▶ [MATERIAL PROVIDED]

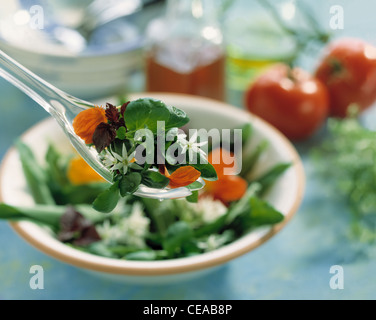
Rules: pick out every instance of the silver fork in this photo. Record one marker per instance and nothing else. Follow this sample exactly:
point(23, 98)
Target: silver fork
point(64, 108)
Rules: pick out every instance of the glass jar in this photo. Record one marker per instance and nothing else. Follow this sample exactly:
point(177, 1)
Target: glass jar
point(185, 51)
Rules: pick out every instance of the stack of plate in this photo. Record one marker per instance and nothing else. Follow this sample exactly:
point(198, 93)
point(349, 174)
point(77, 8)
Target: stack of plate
point(103, 67)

▶ [EXERCISE DIRECTIONS] Print every line of the material above word for word, leaving out the pictures.

▶ [TASK SOLUTION]
Rules: pick out every instance of the silver fork in this photo. Record one marker per instance and nothing else. Follow this sample exactly:
point(23, 98)
Target: silver fork
point(64, 108)
Rules: pick out every instance of the glass jar in this photo. Record one marker per instance and nothing else. Follow this sample exactly:
point(177, 1)
Target: glass jar
point(185, 51)
Rules: pick out every instance of the stack of plate in this photo. Record one marker per instance and nothing else. Follow this sample exactly:
point(198, 93)
point(349, 174)
point(77, 8)
Target: stack of plate
point(103, 67)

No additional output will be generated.